EXCERPTED DATA ->

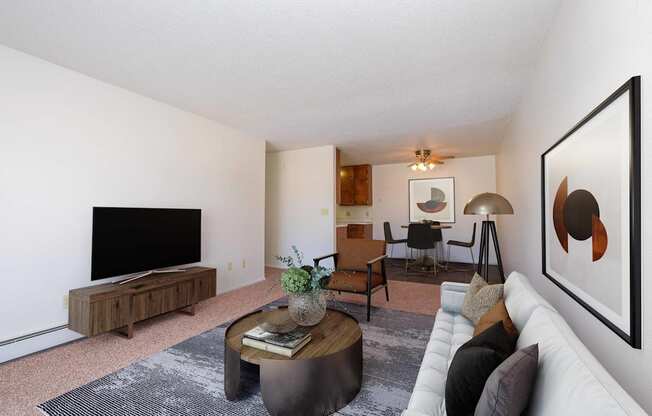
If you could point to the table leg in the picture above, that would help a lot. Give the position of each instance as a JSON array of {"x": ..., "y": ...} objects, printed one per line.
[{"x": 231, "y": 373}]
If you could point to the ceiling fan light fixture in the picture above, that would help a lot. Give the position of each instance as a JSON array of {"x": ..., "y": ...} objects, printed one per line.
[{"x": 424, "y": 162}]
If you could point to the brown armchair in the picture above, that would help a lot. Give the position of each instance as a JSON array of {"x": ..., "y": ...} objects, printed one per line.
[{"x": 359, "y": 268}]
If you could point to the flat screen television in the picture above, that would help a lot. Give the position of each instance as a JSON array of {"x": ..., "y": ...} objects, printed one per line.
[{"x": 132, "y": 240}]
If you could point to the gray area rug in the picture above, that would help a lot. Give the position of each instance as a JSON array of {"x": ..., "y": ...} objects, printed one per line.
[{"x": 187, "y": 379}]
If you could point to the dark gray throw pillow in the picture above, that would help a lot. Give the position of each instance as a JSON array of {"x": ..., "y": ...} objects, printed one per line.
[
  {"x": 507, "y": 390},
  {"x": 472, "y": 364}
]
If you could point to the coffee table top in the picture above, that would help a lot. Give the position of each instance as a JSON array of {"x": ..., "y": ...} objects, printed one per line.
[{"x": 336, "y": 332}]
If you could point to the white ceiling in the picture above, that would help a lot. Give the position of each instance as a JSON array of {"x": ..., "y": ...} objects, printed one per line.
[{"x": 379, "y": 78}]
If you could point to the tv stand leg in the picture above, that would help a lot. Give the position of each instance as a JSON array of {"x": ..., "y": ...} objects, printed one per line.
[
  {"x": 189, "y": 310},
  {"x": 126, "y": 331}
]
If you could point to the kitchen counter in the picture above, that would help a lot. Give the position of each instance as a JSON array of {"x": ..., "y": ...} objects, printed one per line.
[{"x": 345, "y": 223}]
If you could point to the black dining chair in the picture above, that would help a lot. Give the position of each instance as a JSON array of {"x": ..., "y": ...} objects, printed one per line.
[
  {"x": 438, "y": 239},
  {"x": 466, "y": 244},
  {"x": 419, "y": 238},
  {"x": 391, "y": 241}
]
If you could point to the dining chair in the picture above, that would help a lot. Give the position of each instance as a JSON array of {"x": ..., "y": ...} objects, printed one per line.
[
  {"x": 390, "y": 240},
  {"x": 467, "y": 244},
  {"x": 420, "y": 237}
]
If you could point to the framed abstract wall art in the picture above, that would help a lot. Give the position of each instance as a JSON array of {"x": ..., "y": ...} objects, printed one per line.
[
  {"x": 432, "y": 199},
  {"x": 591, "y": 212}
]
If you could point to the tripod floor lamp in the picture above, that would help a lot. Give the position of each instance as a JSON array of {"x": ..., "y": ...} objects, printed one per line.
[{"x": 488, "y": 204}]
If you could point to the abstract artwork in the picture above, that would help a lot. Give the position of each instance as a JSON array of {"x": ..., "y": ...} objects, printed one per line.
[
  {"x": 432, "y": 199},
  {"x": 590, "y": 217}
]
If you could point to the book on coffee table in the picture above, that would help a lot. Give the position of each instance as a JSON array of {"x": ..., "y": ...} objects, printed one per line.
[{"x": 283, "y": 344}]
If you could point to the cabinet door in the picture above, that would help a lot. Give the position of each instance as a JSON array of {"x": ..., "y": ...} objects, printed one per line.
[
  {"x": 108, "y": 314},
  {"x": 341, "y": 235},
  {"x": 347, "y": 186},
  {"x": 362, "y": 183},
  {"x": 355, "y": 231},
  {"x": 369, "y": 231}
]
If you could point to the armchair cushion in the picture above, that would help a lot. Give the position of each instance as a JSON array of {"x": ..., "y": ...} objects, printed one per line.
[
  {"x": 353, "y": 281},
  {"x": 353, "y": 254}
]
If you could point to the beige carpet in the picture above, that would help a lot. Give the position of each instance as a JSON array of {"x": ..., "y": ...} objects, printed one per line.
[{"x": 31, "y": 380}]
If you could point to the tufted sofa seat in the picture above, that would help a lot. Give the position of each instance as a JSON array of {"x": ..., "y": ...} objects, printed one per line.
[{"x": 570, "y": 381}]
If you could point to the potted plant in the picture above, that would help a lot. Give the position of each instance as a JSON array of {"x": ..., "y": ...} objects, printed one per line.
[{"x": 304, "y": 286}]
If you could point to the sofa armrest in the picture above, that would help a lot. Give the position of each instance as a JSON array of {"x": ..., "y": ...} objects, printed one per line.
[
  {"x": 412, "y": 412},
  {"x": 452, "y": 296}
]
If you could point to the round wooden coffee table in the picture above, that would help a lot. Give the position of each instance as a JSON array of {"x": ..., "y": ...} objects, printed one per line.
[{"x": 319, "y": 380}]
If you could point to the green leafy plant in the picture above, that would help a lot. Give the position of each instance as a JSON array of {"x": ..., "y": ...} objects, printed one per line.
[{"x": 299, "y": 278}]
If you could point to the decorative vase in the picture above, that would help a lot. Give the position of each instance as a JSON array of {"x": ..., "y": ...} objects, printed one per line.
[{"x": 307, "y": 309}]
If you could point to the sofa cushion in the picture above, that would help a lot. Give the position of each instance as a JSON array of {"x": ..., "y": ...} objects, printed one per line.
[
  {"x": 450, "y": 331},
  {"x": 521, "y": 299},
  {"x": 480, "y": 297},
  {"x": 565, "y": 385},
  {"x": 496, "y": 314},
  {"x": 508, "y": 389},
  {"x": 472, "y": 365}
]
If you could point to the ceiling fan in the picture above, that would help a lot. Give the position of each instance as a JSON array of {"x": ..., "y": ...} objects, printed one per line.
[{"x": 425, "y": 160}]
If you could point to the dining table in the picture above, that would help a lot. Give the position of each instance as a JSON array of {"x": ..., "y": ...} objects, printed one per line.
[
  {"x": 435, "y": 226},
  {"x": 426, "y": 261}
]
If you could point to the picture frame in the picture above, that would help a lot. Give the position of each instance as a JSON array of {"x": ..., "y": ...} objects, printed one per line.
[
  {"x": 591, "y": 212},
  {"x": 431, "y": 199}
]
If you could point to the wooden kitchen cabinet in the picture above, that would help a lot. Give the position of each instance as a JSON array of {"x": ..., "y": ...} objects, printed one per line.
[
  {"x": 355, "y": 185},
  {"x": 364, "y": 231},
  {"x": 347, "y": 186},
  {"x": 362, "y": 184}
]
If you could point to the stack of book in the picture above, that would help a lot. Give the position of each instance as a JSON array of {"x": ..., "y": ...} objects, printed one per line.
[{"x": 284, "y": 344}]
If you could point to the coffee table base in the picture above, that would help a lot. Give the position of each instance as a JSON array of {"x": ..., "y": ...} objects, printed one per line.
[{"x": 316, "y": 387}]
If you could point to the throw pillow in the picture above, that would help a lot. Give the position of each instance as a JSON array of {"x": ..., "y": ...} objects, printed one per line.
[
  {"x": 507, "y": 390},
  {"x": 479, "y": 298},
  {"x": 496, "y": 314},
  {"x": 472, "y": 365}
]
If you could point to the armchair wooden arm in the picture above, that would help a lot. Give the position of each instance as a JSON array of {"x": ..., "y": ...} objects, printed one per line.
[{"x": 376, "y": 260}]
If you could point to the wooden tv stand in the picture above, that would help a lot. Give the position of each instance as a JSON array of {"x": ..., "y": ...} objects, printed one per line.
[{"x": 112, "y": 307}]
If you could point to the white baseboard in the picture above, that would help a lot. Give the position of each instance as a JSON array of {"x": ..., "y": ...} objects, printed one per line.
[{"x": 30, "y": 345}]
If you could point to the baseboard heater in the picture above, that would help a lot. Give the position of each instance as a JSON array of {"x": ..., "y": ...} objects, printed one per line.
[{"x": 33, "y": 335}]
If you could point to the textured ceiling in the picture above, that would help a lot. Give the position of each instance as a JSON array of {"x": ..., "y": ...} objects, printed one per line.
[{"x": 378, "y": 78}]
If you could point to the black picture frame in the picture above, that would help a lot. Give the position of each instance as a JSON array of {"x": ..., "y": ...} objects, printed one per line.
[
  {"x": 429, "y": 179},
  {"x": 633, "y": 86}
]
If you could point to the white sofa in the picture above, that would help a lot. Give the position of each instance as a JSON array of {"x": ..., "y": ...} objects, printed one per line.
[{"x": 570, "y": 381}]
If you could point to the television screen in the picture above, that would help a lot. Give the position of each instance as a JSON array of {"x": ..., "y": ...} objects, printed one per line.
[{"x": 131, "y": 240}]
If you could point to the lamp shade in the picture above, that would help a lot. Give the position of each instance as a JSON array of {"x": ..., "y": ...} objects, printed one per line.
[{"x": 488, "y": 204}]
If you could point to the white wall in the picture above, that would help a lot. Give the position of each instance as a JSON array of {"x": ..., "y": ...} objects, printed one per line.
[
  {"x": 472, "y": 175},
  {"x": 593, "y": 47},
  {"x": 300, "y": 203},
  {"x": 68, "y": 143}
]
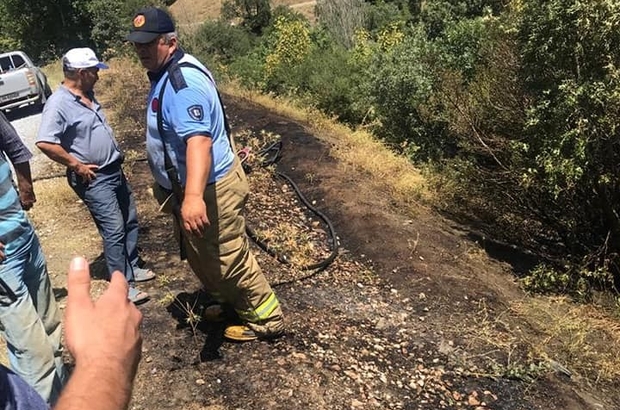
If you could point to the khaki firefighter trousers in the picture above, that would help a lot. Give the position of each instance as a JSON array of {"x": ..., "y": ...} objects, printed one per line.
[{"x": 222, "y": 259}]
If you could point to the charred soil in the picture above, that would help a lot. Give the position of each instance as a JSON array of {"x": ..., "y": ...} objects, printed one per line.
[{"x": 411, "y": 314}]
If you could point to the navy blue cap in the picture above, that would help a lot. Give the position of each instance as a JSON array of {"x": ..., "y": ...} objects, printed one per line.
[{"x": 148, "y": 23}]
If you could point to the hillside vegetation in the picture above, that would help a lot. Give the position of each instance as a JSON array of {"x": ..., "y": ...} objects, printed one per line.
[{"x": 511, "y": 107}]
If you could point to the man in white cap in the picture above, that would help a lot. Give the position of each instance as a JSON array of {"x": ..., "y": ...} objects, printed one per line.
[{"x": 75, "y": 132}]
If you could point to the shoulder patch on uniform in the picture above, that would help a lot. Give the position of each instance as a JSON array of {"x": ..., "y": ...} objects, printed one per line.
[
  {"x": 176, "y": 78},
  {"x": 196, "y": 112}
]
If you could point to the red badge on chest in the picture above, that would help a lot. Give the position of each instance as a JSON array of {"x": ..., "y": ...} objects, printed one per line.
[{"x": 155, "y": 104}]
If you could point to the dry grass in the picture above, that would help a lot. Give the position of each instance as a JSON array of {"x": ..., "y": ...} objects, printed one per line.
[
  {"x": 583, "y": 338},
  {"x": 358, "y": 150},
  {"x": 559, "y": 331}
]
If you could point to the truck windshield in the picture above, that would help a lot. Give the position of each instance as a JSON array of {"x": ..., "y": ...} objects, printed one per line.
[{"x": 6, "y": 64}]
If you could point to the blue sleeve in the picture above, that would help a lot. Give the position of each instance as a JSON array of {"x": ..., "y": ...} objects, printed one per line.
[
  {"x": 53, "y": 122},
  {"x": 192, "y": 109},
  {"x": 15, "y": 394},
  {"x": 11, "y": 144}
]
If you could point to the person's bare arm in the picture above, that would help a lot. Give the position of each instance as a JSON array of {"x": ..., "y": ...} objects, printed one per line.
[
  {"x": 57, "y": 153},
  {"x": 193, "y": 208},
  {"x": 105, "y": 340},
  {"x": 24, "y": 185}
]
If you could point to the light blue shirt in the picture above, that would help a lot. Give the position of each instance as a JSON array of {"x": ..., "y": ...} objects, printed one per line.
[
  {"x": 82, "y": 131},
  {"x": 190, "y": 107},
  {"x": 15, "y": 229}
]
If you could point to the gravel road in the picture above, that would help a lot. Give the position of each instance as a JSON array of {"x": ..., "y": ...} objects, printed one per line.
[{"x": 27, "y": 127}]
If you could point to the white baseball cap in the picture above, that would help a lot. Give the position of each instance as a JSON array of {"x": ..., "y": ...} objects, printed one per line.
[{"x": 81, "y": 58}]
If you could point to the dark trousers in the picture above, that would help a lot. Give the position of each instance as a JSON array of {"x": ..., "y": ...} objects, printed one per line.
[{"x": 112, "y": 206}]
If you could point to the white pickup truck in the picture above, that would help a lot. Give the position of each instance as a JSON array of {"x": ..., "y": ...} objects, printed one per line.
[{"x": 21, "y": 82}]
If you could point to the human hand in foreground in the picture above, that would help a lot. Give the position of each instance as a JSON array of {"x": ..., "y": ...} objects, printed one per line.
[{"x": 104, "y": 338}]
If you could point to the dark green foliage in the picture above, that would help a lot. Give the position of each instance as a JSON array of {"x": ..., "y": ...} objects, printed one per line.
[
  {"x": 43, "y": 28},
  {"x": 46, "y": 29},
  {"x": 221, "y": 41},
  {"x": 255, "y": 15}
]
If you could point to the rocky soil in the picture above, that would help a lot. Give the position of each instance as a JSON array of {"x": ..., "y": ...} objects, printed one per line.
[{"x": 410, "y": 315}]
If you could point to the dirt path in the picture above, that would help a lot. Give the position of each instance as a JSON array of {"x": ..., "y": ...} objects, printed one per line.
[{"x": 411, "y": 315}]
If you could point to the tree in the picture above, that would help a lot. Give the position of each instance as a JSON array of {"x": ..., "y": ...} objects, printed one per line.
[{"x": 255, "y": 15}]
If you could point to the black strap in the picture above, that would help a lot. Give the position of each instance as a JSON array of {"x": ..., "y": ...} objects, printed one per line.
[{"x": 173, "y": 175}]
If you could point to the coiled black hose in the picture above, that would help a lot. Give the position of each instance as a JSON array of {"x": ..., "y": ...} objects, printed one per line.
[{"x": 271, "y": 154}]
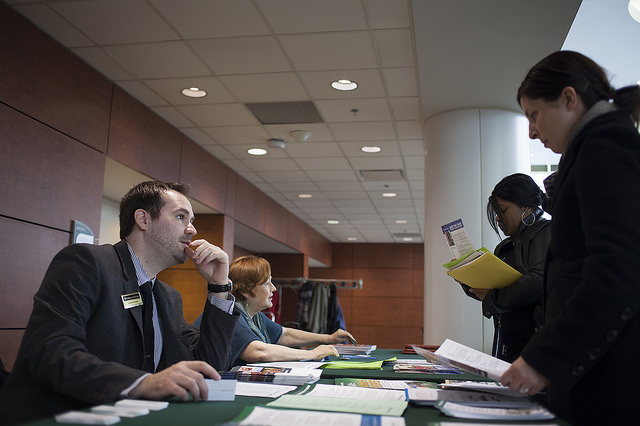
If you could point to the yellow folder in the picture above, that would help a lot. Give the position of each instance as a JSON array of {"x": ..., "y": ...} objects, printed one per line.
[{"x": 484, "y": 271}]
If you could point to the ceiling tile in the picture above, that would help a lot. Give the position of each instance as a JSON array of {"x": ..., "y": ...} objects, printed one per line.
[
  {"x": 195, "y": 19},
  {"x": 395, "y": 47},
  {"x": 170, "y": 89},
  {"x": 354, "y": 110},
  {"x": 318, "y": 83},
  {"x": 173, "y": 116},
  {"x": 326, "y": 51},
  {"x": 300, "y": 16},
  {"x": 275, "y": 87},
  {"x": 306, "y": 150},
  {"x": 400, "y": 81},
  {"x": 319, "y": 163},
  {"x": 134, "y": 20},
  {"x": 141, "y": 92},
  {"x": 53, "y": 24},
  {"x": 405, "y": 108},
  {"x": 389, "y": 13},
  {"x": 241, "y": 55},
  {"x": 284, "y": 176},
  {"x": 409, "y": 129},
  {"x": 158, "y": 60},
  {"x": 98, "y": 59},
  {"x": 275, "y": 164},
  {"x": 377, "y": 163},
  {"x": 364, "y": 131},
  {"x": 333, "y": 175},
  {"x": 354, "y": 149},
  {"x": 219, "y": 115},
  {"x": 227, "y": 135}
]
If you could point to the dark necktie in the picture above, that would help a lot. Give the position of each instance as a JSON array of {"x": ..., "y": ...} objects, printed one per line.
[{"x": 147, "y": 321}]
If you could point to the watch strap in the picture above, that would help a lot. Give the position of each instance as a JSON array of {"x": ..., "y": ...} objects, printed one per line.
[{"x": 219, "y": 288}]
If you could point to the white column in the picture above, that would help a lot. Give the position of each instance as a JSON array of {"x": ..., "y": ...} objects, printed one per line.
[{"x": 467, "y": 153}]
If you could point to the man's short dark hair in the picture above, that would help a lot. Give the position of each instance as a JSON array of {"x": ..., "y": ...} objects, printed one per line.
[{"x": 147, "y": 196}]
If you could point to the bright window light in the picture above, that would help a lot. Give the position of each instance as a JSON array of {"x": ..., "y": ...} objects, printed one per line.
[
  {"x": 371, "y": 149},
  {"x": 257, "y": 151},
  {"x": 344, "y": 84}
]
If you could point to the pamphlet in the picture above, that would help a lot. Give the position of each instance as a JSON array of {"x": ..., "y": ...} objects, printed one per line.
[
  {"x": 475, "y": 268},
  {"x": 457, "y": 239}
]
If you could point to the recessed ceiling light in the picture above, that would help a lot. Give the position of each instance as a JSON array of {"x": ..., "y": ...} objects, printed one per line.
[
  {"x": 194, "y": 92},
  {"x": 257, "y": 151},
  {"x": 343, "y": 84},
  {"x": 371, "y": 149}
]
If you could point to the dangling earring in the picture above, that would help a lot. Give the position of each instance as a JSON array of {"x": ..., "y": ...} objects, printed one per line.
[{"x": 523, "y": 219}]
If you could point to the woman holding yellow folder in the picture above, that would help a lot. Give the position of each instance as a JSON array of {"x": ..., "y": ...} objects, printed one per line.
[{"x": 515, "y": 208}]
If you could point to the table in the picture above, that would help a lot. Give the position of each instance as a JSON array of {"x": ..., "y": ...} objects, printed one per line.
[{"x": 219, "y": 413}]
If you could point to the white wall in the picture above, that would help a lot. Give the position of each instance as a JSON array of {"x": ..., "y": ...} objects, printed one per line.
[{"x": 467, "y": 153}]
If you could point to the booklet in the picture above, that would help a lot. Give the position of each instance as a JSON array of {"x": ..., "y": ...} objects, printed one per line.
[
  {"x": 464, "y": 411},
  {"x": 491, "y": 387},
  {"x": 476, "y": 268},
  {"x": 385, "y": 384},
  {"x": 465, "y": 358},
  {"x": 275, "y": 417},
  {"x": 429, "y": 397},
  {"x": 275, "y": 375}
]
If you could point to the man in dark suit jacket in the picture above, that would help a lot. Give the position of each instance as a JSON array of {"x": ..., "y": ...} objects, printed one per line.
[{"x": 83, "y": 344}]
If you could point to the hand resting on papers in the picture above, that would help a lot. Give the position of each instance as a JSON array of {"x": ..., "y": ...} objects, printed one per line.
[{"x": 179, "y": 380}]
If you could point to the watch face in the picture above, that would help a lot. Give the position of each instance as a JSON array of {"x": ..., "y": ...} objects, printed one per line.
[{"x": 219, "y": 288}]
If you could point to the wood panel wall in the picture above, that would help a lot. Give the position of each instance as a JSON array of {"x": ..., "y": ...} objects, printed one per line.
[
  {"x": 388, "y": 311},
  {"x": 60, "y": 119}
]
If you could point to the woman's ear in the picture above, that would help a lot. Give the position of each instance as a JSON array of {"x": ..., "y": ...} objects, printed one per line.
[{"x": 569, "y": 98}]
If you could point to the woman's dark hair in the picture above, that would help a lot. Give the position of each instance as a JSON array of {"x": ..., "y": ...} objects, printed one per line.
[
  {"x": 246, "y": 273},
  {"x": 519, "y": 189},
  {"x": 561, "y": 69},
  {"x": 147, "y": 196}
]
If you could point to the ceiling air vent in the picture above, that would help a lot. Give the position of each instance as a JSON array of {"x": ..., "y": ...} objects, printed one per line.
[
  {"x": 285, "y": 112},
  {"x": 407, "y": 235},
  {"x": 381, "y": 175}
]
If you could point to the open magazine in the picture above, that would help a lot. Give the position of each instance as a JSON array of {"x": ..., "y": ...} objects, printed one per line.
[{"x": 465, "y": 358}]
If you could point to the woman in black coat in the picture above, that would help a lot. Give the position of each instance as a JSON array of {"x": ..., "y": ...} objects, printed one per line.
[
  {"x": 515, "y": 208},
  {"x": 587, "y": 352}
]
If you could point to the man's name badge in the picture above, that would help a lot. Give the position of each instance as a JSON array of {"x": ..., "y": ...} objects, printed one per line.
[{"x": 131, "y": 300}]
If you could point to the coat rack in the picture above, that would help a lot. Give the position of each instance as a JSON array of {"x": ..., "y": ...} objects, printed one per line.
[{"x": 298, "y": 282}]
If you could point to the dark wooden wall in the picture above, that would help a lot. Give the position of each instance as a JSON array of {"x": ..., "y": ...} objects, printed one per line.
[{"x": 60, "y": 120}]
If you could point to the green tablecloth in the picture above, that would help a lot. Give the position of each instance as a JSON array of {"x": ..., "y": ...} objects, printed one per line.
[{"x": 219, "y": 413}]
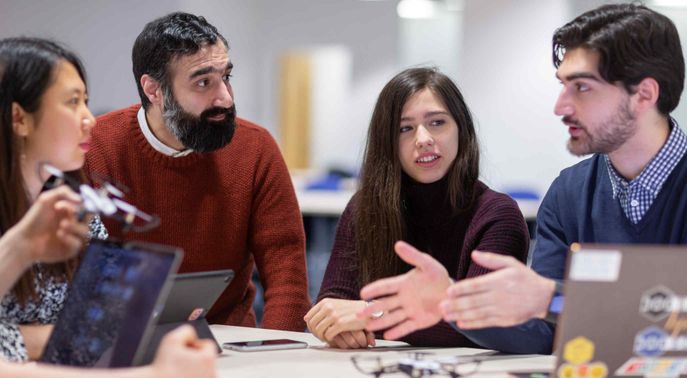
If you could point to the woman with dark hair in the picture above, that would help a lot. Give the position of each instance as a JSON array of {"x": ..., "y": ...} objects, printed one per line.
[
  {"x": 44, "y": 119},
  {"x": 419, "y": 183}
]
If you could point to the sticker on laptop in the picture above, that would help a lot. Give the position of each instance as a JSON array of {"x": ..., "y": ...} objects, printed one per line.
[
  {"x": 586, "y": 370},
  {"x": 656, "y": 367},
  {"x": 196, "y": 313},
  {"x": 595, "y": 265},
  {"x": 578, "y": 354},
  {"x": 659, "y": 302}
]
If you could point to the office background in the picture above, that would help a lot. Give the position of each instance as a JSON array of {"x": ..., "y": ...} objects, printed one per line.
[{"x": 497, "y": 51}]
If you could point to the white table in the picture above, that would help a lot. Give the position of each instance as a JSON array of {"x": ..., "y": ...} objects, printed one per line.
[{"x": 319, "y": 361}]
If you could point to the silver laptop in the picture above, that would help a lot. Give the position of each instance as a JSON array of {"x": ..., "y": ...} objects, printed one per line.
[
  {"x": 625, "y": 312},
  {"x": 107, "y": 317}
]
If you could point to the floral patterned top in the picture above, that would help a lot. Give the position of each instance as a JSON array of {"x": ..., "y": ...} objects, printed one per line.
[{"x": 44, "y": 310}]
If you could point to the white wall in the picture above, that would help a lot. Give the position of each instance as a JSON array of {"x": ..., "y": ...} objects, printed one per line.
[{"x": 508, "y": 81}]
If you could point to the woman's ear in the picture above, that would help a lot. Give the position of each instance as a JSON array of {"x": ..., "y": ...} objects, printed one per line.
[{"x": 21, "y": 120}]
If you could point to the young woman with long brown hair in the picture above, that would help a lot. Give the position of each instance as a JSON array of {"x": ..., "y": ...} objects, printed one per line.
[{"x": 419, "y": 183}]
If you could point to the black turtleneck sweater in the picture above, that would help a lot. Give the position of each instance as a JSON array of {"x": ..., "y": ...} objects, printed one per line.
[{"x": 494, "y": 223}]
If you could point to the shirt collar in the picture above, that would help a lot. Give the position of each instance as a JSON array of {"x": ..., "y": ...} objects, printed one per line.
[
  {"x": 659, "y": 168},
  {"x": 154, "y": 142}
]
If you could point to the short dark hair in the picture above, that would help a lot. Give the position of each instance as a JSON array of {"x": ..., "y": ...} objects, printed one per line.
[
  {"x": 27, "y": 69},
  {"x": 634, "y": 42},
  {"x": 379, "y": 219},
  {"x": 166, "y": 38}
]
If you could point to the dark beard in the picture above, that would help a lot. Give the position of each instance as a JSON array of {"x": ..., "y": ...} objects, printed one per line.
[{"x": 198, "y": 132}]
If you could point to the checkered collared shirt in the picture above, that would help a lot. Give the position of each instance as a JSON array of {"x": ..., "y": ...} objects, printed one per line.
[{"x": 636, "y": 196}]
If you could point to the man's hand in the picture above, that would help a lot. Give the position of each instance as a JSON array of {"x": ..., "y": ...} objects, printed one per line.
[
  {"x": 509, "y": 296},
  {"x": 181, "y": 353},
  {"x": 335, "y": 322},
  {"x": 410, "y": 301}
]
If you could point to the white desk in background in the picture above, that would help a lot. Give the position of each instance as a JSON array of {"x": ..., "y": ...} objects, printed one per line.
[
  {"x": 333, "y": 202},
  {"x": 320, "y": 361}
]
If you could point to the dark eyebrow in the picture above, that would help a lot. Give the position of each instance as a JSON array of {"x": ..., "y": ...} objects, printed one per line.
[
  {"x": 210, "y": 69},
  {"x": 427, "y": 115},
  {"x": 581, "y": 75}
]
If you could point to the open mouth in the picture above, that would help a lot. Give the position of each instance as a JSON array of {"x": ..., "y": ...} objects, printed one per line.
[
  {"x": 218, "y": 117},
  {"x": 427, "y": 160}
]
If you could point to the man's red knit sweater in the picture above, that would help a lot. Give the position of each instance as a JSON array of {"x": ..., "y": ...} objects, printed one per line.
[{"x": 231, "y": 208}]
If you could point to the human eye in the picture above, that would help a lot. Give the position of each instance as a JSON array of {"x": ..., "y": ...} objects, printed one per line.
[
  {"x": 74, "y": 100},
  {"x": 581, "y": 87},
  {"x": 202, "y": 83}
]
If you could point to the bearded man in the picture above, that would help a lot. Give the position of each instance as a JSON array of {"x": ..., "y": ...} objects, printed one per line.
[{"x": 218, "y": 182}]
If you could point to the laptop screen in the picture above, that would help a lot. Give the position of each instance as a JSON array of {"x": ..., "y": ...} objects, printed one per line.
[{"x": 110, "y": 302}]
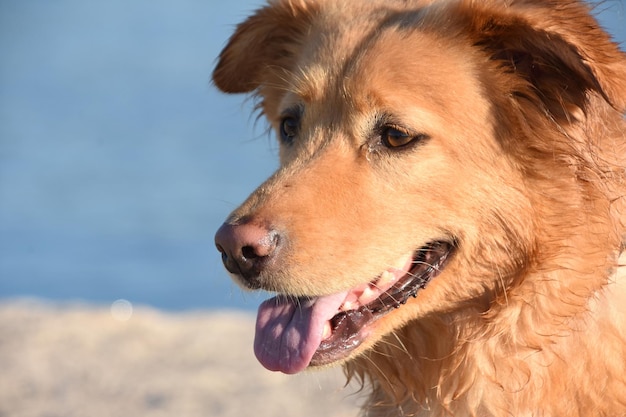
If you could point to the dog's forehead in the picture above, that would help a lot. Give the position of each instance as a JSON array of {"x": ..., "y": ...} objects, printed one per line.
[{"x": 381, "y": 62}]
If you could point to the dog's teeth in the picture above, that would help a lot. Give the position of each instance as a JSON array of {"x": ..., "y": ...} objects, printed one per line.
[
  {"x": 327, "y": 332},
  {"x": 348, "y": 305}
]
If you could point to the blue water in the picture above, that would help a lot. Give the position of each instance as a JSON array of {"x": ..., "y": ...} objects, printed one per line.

YOUR OBJECTIVE ->
Do not include pictures. Copy only the lines running from the line with "If you could point to the bearded" through the last line of the records, exactly as they appear.

RESPONSE ->
If you could point to the bearded man in the picture above, that would help a lot. Give the position of each instance as a JSON array of {"x": ..., "y": ...} objects, printed one per line.
[{"x": 218, "y": 182}]
If you could point to the laptop screen in the picture above, that would help a lot. Give the position of each instance as a JSON array of {"x": ..., "y": ...} objects, printed one per line.
[{"x": 110, "y": 302}]
If you could point to the dog's forehead in the picture above, that would help a lot. Give the position of each instance as a JSON array of {"x": ..., "y": ...} objects, printed one per line.
[{"x": 381, "y": 62}]
If you could point to the dog's teeth in the picture above, that would help a lot. Give the position of each instance as a JSON array of {"x": ..., "y": ...} objects, printed one per line.
[
  {"x": 327, "y": 332},
  {"x": 348, "y": 305}
]
If you could point to the blue water in the picture above, that would help a lot. Give the position of each instance as a JSON array of {"x": ..., "y": ...} objects, printed one per line.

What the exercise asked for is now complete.